Segment Start: Information supplied

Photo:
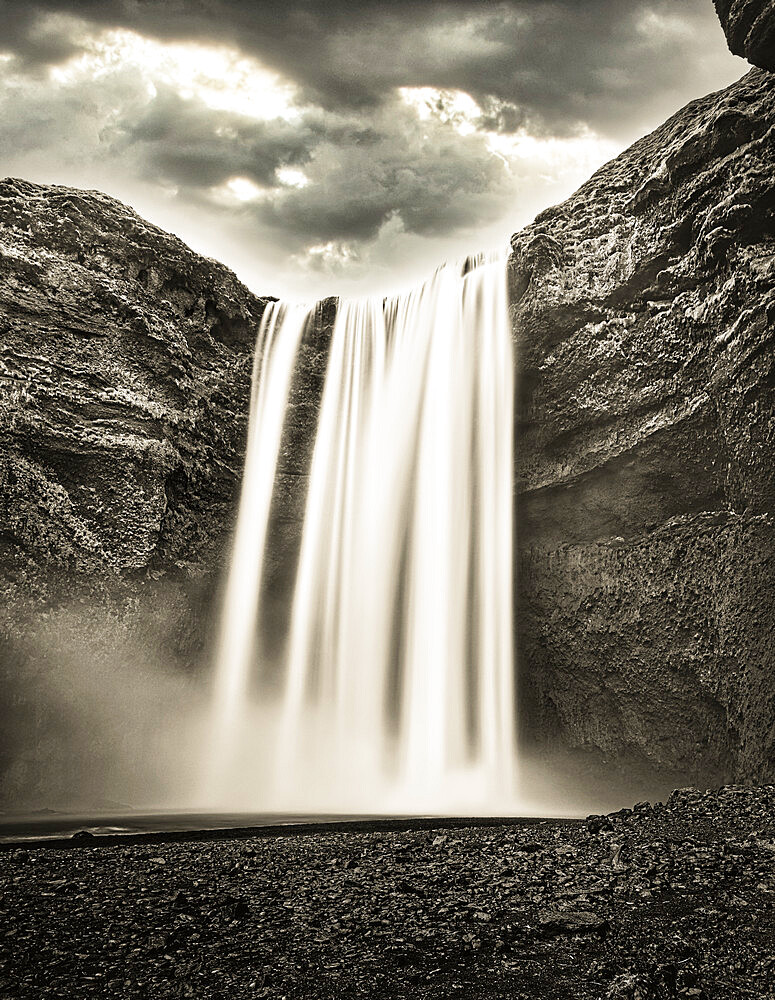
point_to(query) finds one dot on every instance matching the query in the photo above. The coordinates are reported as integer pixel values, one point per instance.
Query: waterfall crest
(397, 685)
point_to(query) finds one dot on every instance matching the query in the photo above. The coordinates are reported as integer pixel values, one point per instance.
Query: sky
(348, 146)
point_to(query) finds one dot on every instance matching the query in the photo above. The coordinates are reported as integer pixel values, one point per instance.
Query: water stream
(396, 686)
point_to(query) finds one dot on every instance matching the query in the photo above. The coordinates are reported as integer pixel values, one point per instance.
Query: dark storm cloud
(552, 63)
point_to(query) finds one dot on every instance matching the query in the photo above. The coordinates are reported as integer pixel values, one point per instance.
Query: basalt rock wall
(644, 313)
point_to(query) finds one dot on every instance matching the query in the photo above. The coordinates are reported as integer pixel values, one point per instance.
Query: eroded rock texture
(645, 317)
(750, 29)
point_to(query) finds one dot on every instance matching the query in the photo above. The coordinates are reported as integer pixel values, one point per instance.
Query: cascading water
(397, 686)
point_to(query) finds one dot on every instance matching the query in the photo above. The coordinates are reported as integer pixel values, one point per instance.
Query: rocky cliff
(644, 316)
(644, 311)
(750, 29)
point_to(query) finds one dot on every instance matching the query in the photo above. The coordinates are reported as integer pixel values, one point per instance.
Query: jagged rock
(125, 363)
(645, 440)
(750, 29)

Segment End: Information supplied
Segment Start: Information supplied

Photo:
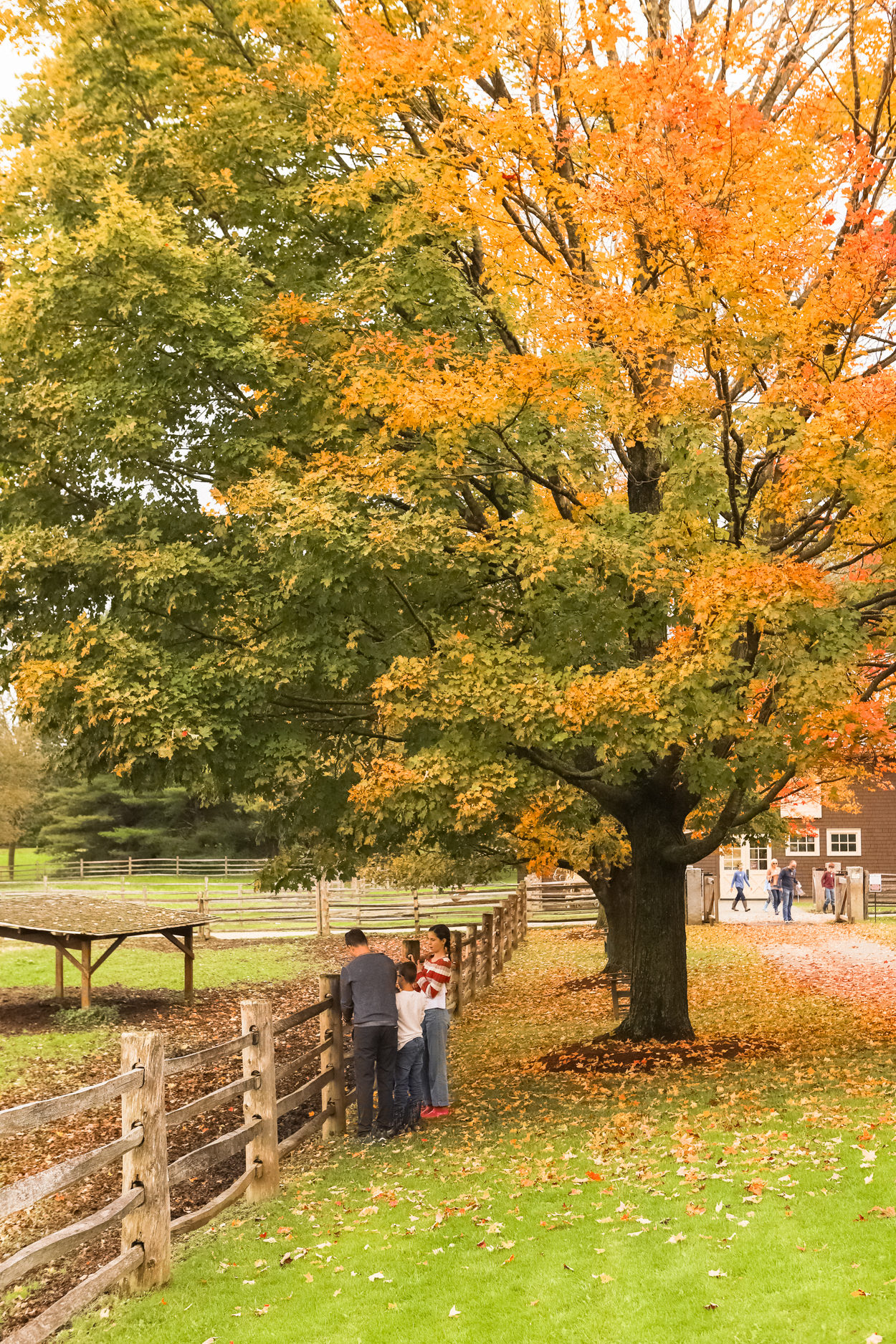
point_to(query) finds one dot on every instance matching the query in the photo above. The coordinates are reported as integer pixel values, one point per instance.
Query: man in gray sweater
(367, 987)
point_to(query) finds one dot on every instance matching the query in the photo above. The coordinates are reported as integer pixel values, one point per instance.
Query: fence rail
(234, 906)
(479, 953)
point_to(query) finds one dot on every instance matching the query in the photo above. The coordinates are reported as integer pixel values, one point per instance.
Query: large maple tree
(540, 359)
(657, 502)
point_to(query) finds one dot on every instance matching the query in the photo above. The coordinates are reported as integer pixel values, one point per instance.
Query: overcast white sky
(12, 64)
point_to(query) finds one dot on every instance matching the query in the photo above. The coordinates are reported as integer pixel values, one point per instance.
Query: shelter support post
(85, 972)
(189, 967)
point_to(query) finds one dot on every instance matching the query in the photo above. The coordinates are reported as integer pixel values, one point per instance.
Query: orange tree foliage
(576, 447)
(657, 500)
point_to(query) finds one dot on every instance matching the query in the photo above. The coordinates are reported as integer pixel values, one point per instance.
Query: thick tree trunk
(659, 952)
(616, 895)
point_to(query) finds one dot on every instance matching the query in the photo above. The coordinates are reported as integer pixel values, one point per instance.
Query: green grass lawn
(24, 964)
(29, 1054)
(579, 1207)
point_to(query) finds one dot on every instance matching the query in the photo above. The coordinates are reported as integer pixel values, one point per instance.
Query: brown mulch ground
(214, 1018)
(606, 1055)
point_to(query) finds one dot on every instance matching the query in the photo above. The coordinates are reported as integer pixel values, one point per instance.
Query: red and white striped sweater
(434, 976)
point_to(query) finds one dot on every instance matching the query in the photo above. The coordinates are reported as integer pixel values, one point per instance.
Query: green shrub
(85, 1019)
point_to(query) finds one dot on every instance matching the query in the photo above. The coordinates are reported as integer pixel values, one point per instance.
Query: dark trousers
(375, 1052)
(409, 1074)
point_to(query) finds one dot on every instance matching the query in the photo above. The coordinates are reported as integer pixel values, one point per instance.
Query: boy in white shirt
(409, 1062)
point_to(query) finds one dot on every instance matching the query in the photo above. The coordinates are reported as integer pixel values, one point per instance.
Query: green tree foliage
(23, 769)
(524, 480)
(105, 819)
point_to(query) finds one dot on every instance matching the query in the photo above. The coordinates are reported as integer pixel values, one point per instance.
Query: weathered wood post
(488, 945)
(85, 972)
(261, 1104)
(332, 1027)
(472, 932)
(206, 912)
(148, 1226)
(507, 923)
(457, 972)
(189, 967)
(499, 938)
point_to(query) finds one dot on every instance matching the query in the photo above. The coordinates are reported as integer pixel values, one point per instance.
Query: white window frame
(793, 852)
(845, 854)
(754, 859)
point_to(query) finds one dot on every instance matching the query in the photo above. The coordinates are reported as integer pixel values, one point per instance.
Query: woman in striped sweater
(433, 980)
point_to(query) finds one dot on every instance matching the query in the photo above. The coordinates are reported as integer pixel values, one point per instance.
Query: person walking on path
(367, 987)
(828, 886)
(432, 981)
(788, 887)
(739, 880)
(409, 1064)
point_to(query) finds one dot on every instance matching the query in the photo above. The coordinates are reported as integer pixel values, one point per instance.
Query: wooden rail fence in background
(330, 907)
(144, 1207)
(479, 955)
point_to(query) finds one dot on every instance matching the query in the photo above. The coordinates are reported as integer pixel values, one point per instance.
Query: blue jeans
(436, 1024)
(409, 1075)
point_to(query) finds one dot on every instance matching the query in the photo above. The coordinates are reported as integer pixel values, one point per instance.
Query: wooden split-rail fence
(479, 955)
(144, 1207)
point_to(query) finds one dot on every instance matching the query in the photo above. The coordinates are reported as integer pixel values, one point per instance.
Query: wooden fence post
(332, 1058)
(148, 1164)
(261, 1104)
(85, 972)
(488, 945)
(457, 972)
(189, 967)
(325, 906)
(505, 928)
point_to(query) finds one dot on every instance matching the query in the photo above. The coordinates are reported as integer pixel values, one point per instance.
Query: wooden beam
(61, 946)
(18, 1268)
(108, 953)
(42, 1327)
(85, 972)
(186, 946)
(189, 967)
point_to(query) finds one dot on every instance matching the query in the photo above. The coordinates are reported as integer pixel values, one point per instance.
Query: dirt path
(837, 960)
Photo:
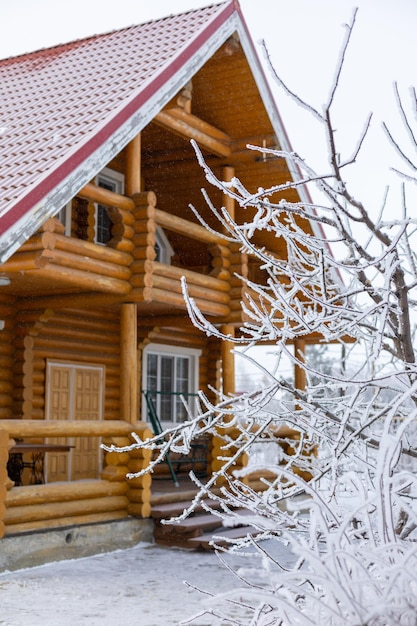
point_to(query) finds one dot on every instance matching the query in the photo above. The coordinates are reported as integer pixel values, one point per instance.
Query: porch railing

Segment End: Information supplied
Segment Start: Information supplied

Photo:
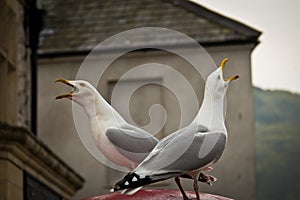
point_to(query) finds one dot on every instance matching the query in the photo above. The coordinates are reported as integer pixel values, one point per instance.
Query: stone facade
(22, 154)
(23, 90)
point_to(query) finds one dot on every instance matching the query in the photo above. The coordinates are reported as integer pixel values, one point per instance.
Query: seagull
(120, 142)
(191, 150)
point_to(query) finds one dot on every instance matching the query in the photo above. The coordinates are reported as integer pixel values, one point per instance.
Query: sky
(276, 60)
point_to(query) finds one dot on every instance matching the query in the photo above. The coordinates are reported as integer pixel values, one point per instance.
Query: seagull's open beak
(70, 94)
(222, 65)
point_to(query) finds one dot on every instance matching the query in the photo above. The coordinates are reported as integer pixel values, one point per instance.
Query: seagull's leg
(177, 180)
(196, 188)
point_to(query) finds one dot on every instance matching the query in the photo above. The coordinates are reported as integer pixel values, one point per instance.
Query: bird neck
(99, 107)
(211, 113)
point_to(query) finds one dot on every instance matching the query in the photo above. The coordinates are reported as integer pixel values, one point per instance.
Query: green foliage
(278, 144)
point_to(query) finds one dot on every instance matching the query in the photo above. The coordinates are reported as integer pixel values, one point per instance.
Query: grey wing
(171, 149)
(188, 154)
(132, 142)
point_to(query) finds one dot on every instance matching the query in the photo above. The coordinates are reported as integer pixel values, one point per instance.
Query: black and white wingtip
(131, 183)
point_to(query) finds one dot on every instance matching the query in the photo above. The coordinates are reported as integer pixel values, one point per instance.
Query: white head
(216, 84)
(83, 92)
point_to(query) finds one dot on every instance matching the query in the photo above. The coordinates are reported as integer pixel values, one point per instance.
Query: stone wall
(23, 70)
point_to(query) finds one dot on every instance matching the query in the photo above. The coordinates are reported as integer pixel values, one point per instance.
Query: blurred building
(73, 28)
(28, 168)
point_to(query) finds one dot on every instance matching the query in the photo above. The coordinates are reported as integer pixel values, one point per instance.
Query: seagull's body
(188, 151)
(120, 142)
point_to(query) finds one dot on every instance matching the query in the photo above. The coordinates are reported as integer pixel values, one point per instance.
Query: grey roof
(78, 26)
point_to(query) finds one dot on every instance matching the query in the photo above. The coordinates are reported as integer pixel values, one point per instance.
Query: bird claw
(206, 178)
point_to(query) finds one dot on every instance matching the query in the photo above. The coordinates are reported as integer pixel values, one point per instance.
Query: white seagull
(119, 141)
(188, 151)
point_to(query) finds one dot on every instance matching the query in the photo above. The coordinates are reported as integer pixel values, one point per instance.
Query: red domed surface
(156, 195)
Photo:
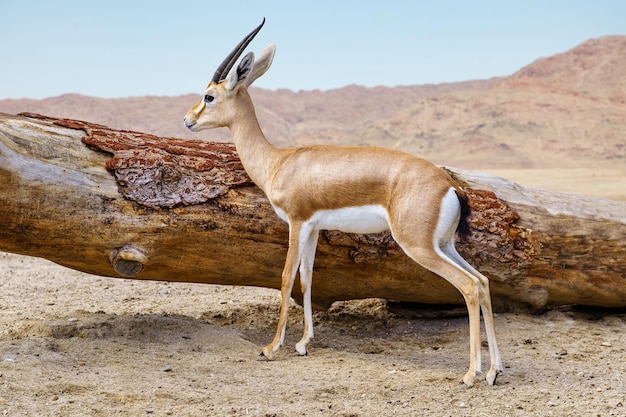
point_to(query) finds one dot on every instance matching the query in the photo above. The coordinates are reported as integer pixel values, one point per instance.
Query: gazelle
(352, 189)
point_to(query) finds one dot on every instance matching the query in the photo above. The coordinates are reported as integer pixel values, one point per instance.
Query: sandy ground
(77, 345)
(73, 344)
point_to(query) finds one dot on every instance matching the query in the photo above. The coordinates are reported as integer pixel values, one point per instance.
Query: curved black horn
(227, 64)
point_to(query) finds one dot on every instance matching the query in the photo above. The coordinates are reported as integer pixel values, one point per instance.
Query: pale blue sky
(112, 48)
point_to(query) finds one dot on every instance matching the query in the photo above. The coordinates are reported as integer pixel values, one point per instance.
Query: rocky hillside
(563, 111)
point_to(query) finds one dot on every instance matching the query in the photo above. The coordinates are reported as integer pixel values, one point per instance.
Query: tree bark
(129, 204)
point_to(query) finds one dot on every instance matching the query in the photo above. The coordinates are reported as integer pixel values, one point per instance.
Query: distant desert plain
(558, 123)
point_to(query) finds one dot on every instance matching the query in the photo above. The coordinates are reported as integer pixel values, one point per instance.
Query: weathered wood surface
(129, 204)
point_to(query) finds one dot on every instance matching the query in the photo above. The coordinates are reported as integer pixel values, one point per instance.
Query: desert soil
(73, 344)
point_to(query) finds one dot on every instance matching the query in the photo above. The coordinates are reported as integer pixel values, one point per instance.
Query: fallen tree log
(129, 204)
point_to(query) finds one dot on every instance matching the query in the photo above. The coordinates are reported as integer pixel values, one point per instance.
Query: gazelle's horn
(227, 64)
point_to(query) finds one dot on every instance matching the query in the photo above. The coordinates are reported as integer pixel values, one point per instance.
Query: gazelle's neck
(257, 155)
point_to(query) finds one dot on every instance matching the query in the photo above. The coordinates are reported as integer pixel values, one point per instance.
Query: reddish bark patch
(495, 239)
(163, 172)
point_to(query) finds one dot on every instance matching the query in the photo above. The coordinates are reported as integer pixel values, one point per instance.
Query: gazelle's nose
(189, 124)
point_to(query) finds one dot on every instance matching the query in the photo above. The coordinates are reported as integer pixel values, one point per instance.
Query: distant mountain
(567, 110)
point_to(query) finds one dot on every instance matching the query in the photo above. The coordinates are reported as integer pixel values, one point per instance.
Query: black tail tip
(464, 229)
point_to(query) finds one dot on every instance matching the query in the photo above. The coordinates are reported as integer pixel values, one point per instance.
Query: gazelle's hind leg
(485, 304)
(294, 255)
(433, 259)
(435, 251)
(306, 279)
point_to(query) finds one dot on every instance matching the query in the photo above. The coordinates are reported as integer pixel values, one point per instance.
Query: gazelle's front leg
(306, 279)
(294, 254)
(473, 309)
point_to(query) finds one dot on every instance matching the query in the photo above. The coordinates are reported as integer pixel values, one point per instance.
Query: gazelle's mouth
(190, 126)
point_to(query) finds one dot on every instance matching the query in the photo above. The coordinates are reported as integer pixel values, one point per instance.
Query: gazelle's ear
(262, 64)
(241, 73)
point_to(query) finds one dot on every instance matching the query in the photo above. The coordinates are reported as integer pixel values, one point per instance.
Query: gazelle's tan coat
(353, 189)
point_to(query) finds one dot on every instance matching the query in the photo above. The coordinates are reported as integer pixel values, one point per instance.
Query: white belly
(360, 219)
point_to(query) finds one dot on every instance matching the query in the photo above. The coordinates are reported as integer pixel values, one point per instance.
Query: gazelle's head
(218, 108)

Segment End: Information supplied

What this task involves
What belongs in the answer is each line above from the line with "Query: dirt path" to the line with "Query: porch railing", inclusive, reproduced exactly and free of pictures.

Answer space
Query: dirt path
(837, 960)
Photo:
point_to(query) finds one dot on every instance matching the query in the photo above. The coordinates are reported as integer pixel values, one point per instance.
Query: porch railing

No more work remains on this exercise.